** Data for review follows **

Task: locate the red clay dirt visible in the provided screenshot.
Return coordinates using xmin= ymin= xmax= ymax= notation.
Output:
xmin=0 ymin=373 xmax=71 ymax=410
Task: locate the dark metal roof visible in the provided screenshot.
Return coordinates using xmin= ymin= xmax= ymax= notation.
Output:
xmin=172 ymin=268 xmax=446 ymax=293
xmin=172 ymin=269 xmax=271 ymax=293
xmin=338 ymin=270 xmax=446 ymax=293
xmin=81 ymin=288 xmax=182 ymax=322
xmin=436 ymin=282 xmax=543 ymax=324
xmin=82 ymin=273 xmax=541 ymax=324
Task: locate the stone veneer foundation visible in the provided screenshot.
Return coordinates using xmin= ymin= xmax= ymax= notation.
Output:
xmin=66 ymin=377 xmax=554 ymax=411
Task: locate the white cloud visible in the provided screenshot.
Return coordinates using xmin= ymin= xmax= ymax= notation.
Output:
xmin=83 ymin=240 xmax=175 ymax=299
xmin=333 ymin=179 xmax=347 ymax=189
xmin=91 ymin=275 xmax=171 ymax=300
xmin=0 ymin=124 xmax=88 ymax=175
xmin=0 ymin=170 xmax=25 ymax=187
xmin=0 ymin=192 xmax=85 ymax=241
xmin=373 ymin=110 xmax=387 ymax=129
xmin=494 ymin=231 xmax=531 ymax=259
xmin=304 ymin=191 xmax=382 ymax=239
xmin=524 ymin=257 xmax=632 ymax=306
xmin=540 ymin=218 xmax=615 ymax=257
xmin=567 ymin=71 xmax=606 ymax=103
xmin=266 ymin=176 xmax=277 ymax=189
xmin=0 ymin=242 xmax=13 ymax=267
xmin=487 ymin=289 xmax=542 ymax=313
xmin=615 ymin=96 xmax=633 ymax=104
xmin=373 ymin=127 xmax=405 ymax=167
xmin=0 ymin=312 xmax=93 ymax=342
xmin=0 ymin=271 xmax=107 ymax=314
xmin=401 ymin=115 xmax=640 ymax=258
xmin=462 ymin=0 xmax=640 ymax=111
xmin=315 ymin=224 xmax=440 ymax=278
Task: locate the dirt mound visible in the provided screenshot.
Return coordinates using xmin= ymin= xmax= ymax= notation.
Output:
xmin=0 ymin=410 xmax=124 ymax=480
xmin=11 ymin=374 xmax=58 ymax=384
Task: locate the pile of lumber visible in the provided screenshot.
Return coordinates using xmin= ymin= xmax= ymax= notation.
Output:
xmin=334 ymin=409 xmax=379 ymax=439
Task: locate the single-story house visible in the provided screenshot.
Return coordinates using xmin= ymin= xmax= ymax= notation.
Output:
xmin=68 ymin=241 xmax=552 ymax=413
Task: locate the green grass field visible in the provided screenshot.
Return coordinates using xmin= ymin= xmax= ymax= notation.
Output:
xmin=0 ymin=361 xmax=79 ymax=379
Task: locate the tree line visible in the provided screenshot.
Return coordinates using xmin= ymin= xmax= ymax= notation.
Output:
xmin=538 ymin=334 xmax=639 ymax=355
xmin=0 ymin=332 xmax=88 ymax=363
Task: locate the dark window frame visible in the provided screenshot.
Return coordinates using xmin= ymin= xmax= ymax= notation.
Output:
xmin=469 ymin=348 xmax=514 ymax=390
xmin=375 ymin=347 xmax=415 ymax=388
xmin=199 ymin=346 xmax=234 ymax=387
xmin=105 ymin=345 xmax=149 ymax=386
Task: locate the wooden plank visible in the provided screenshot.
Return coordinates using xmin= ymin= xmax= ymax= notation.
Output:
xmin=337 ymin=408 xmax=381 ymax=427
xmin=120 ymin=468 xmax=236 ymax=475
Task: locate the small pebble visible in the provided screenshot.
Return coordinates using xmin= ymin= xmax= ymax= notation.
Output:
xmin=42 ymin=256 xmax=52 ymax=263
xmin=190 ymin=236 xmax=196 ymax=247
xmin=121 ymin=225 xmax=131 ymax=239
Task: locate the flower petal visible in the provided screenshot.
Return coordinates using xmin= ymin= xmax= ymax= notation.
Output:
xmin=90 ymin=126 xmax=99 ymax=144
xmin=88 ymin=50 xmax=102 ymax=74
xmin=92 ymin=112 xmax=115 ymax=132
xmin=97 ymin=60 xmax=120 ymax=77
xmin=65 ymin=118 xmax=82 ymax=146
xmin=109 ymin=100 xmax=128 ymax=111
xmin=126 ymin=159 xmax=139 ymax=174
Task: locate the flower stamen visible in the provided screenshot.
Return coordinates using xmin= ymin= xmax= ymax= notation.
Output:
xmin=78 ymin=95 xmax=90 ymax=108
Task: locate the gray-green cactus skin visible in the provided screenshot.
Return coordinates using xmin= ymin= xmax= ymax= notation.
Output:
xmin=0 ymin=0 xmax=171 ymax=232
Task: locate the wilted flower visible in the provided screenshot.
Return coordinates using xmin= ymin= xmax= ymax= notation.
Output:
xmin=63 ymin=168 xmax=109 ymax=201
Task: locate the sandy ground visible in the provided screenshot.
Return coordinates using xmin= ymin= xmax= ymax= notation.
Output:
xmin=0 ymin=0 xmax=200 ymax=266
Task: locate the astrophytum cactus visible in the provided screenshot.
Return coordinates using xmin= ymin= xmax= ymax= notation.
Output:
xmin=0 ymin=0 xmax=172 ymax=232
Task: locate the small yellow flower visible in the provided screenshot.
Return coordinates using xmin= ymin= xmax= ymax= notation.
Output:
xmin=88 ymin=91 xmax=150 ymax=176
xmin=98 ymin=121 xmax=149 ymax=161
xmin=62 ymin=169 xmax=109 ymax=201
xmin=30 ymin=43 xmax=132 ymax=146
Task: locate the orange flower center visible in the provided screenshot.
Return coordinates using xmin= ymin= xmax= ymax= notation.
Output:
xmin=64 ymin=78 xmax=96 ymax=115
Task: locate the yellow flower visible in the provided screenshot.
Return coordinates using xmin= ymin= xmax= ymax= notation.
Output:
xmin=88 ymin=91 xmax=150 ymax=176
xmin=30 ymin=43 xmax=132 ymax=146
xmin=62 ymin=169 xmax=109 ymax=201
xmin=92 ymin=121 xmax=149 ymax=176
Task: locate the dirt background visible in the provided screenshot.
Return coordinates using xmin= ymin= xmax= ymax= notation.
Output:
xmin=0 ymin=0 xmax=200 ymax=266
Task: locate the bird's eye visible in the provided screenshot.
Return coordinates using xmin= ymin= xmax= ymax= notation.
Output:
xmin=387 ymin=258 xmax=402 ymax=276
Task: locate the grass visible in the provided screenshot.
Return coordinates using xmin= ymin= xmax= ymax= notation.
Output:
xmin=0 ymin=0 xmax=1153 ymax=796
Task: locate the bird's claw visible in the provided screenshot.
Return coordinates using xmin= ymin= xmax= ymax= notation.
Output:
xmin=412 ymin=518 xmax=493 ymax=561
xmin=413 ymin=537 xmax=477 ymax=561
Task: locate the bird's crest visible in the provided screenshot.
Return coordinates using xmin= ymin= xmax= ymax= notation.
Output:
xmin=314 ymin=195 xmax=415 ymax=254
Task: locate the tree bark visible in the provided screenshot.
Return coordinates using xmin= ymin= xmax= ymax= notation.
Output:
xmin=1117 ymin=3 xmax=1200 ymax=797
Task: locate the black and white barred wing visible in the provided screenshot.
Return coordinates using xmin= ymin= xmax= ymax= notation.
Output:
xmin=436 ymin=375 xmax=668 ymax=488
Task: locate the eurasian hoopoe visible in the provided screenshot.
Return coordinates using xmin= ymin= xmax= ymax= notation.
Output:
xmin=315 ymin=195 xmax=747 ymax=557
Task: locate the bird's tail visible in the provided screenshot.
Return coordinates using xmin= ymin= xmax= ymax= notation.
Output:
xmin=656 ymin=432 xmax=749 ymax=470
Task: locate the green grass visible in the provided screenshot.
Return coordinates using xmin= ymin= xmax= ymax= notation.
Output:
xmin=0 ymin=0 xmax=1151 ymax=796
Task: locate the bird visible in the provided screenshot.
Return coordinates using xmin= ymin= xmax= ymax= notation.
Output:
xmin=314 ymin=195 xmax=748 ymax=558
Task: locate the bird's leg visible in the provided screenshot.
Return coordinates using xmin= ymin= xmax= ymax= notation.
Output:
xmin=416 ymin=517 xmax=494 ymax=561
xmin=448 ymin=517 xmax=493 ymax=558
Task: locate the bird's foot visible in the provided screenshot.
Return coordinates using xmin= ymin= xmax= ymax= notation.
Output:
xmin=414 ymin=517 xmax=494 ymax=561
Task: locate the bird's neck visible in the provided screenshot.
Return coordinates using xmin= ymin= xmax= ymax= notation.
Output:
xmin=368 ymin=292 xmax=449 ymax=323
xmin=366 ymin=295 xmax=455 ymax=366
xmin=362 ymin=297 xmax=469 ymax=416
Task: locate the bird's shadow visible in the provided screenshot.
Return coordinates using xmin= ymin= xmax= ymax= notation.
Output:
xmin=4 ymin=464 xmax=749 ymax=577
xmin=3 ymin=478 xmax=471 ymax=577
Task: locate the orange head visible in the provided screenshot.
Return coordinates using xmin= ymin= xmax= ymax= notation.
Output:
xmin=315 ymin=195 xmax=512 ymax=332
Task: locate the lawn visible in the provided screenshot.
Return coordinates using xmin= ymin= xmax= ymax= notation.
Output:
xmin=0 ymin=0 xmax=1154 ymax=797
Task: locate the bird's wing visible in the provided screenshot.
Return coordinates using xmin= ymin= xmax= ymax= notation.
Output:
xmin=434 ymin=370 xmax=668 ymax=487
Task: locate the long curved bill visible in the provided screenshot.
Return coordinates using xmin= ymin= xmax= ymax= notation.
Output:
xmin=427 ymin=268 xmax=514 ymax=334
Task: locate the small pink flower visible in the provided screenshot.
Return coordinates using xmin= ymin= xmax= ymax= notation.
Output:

** End of Data for review **

**What to produce:** Please find each line in the records above that holds the word "cactus", and copy it.

**Solution to this problem:**
Task: locate the gray-green cactus skin visible in the provided screenshot.
Task: locate the astrophytum cactus visible in the provided screenshot.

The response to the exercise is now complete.